* **Problem to solve**
For each record that follows, restate the text exactly and drop the pictures.

___

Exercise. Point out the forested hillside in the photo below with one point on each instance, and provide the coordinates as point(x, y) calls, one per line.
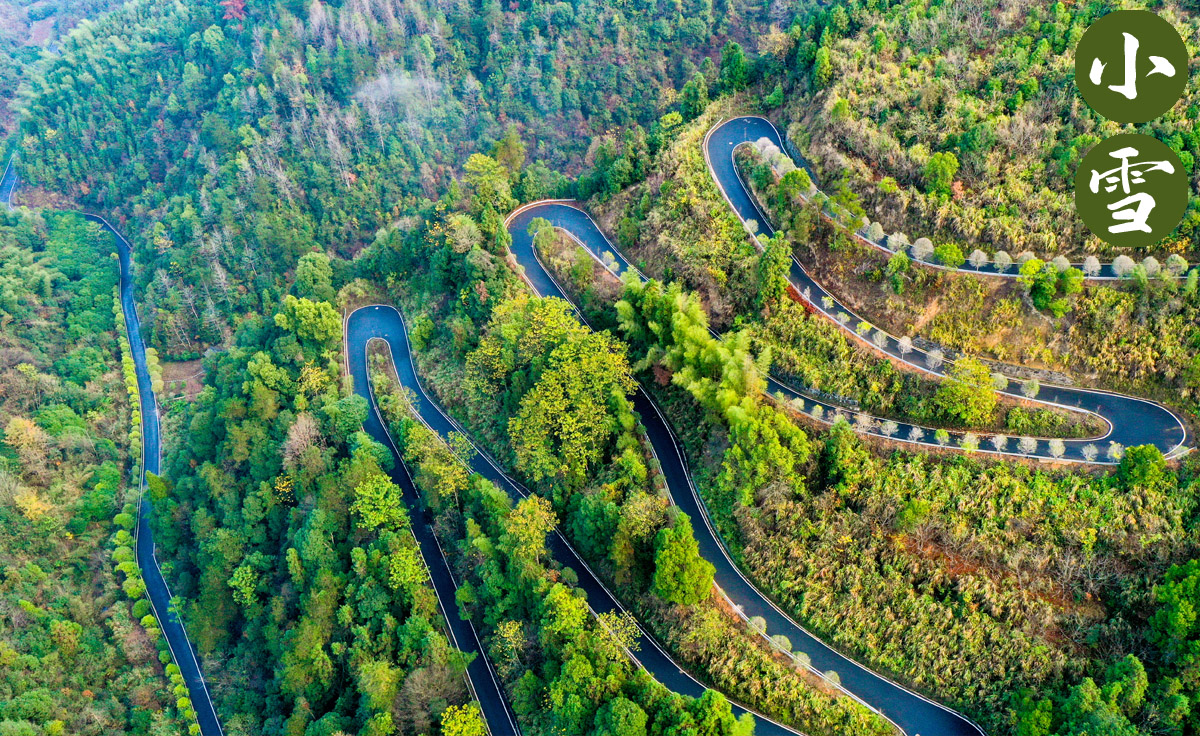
point(232, 145)
point(277, 167)
point(960, 121)
point(75, 656)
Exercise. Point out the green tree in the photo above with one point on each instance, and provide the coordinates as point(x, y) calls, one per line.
point(967, 393)
point(377, 503)
point(681, 574)
point(509, 150)
point(774, 263)
point(621, 717)
point(312, 322)
point(940, 172)
point(1143, 467)
point(694, 97)
point(315, 276)
point(735, 67)
point(822, 69)
point(463, 720)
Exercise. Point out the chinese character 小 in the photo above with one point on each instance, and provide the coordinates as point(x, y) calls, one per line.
point(1129, 87)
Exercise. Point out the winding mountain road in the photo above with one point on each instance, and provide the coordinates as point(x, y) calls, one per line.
point(181, 650)
point(384, 323)
point(1131, 420)
point(911, 712)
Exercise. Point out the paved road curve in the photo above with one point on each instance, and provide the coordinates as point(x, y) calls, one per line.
point(156, 586)
point(385, 323)
point(913, 713)
point(157, 592)
point(1132, 420)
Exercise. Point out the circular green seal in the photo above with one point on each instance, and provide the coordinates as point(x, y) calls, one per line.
point(1131, 190)
point(1131, 66)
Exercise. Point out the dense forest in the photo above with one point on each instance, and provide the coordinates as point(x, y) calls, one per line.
point(76, 656)
point(276, 167)
point(960, 121)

___

* **Solution to this exercise**
Exercise. Point out the forested hillside in the photo below with one point on each instance, and provide the coordinates as point(x, y) calls, one per line.
point(232, 145)
point(277, 167)
point(960, 121)
point(75, 656)
Exercise. Point out the green tree in the photo above with one point on each instance, and provide the coordinates as point(x, y) calls, one per line.
point(967, 393)
point(377, 503)
point(681, 574)
point(509, 150)
point(774, 263)
point(621, 717)
point(312, 322)
point(940, 172)
point(1143, 467)
point(694, 97)
point(315, 276)
point(735, 67)
point(822, 69)
point(463, 720)
Exercise. Point out the chinese character 小 in the photo above with one point on each instance, and provide the coordinates as point(x, y) calls, one per line.
point(1129, 87)
Exercise. Point out the winding mountain road in the photo above with one point on each instance, and provide the coordinates as point(x, y) calls, one per line.
point(181, 650)
point(384, 323)
point(1131, 420)
point(911, 712)
Exercise. Point out the paved road curve in the photo above with one point on each instance, and provide the coordinates as point(x, y) calls, one per line.
point(156, 586)
point(385, 323)
point(913, 713)
point(157, 592)
point(1132, 420)
Exercise. Point out the circular green seal in the photo above with one point on each instance, and provide the coordinates as point(x, y) calls, one per line.
point(1131, 190)
point(1131, 66)
Exercise. Point out the dense forest in the photo above with one point on each instance, and provide the coordinates as point(x, y) calls, one per line.
point(76, 656)
point(276, 167)
point(960, 121)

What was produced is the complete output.